## 待办事项
请返回下列全部数据，逐行原样重复，不作任何改动。

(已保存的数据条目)

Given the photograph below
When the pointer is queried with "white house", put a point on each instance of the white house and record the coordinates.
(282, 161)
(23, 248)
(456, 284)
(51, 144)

## 已解问题
Given the photograph below
When the pointer is queried with "white house", put a point on each instance of the white house and record the coordinates.
(282, 161)
(23, 248)
(456, 284)
(51, 144)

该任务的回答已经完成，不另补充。